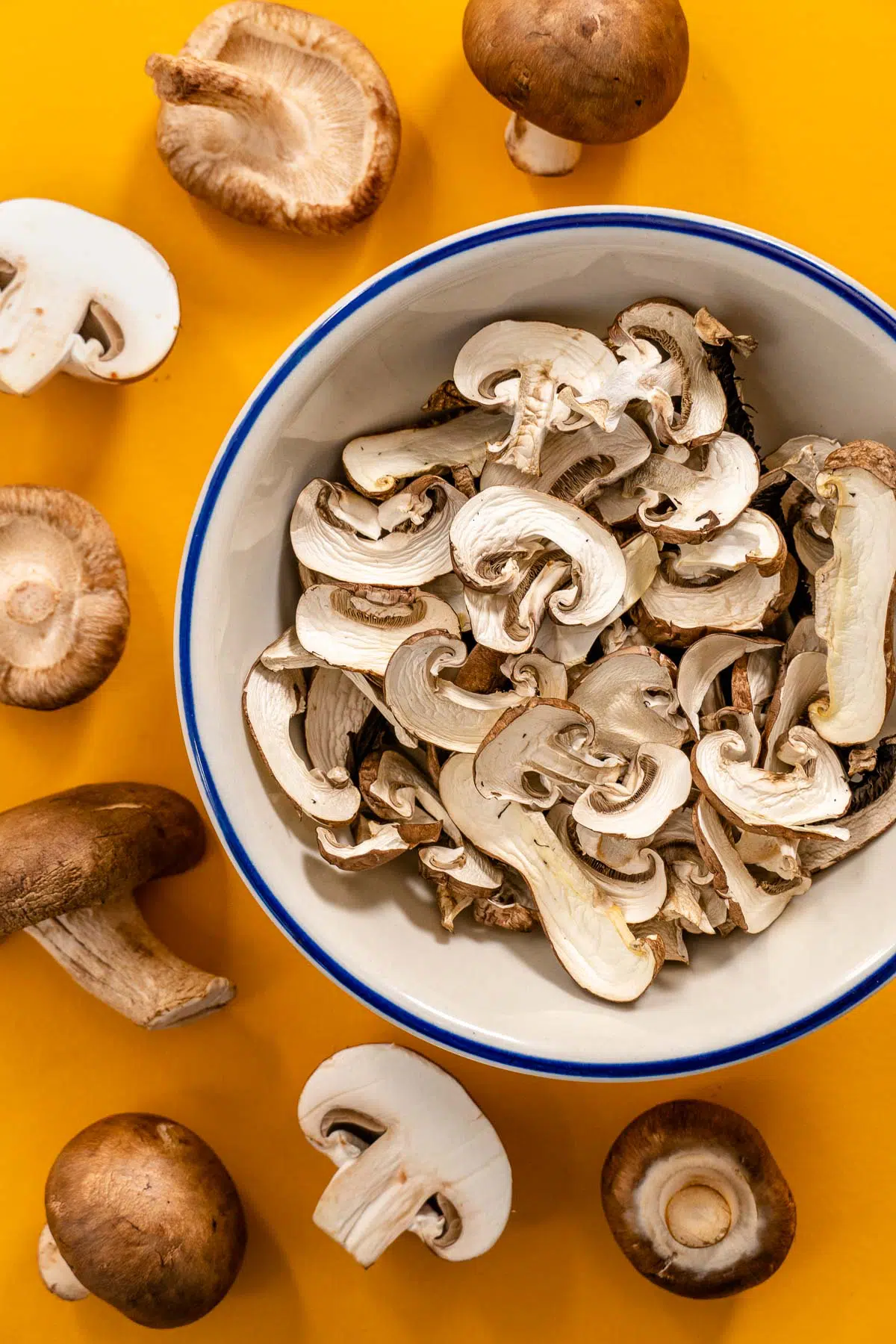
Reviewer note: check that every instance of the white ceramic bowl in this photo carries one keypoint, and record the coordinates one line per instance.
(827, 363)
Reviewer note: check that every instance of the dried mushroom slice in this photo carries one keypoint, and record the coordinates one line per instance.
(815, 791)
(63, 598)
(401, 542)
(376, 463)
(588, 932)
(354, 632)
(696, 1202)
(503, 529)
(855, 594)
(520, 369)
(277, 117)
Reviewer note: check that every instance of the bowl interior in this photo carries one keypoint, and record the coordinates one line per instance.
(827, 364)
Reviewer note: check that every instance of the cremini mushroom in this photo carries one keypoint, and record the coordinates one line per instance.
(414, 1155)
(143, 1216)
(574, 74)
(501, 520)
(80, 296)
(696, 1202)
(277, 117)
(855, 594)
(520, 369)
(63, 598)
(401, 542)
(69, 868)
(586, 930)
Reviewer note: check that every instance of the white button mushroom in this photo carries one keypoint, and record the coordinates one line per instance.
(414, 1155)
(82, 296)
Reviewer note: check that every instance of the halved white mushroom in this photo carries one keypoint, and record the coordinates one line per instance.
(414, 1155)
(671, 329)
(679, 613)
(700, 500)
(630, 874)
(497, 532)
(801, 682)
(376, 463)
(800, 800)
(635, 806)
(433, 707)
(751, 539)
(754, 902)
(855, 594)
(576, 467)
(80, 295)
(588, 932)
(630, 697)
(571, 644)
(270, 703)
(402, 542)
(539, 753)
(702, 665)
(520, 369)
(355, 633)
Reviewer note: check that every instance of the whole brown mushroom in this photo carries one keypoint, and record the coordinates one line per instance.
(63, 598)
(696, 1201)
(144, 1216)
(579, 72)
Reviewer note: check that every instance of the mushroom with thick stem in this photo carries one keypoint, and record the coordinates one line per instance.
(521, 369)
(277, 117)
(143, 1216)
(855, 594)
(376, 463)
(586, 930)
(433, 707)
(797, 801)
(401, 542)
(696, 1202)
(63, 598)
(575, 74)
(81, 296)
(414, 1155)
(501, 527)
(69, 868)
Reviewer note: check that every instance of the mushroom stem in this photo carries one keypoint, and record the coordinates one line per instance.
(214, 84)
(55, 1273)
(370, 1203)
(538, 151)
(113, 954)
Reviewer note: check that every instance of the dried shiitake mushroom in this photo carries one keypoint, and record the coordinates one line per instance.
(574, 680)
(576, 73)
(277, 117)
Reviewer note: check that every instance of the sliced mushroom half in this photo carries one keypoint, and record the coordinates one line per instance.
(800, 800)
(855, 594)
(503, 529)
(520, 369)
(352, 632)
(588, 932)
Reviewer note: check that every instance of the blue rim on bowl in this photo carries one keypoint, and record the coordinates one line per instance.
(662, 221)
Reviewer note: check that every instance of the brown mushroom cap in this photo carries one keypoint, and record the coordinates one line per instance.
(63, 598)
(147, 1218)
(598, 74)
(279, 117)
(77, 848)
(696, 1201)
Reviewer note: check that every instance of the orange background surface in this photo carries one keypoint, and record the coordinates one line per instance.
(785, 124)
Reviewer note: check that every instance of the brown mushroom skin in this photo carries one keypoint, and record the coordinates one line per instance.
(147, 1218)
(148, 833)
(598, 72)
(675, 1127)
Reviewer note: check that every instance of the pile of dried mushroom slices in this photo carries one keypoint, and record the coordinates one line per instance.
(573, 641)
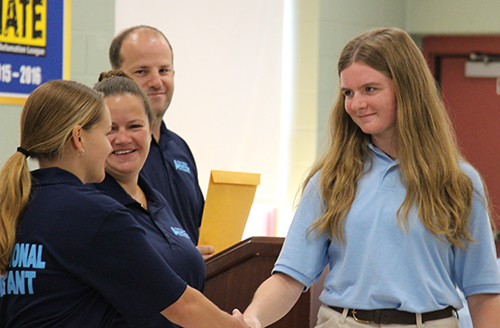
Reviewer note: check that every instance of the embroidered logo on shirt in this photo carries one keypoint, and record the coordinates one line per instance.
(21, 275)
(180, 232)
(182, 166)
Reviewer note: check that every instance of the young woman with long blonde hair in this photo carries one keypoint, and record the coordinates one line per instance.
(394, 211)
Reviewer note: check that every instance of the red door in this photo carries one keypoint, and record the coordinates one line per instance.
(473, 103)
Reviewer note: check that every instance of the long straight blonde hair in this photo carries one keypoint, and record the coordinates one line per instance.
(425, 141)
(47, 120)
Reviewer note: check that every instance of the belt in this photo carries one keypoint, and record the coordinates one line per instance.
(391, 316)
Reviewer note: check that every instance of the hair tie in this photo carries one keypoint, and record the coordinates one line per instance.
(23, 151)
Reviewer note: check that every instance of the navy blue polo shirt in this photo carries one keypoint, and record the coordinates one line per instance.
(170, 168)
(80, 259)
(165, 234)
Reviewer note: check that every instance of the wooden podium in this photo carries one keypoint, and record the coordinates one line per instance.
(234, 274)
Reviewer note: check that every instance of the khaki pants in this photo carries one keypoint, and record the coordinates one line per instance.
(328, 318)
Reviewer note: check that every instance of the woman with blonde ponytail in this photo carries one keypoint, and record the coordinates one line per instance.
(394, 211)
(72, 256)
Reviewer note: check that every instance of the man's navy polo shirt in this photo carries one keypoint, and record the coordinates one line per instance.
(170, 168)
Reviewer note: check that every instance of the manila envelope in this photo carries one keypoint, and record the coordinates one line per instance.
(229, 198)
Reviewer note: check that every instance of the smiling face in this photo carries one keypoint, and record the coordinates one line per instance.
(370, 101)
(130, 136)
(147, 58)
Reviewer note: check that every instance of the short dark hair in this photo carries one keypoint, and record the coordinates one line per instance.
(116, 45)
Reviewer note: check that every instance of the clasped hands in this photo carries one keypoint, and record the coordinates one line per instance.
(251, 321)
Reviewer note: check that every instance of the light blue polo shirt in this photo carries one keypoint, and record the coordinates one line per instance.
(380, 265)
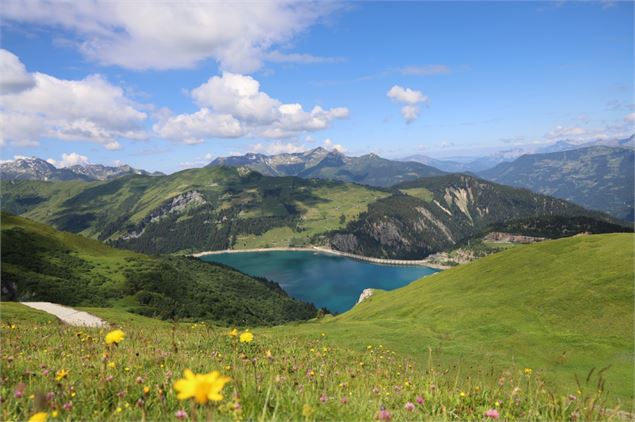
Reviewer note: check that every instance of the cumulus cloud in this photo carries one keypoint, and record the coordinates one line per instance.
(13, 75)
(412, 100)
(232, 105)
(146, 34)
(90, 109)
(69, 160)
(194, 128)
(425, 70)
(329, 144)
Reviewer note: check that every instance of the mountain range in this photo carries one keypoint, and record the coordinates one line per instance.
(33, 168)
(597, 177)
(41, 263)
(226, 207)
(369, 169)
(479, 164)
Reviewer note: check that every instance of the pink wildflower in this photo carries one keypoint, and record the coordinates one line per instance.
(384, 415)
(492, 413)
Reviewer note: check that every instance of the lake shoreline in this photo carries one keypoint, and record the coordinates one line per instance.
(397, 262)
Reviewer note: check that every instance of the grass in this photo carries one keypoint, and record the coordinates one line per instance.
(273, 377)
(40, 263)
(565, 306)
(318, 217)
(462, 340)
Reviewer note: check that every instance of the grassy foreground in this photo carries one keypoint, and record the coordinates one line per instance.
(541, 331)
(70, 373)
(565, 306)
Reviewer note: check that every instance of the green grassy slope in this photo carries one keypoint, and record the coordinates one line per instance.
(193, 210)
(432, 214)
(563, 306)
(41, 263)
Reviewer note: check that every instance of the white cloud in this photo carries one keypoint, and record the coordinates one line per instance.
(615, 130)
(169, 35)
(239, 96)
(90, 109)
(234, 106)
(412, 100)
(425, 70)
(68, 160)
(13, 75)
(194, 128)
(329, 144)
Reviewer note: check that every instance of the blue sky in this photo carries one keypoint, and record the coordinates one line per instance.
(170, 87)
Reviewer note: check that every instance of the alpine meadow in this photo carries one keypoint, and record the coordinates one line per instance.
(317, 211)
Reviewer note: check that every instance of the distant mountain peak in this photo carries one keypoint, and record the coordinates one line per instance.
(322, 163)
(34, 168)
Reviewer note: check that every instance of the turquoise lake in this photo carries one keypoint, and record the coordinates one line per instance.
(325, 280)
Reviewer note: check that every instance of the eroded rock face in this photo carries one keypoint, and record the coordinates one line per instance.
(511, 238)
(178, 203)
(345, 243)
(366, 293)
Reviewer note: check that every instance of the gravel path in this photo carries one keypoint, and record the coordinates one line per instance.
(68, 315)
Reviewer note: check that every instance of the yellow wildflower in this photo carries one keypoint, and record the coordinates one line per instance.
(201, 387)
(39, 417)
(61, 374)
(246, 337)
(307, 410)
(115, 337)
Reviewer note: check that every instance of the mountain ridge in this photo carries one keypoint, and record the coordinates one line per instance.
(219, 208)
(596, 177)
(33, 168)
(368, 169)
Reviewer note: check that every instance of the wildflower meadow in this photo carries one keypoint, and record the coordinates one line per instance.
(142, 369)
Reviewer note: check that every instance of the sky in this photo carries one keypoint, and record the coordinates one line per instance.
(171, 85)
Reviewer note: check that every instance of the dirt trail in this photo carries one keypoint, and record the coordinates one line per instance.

---

▸ PROBLEM TO WORK ON:
From the line containing "Reviewer note: check that every instance of the turquoise" through the final line of the listing above, retype every line exactly; leave out everything else.

▸ PROBLEM SOLUTION:
Reviewer note: check that every instance of the turquoise lake in this photo carries one keypoint, and record the coordinates one line per instance.
(325, 280)
Reviewer note: check that every instance of the eroded rock face in this photo carries one keypoint, and record the coordinates one line per instance.
(511, 238)
(178, 203)
(345, 243)
(366, 293)
Reviewer note: check that every instance of the gravel path in this photo carries one keypoint, and record the coordinates one line per instance.
(68, 315)
Reviewer note: check that every instance of the yellow wildflower in this photo carries one keypoint, and record the coordinates one line per instance.
(201, 387)
(39, 417)
(61, 374)
(246, 337)
(307, 410)
(115, 337)
Reviewer note: check that every instance of the mountain ridge in this photo carries one keypoint, and record the coordinates one line per instance.
(219, 208)
(596, 177)
(33, 168)
(368, 169)
Reviewer note: check that every instance of the wildflower meadow in this photo carries one keypoint, and record the coordinates one line per instance.
(142, 369)
Reviewer note: check that every instance of the sky in this photo carries one keypoint, and record the coordinates one line per instance.
(171, 85)
Reviewer note: check that every instance of the dirt trail in this photo carries one keypoint, and record the coordinates one line per instance.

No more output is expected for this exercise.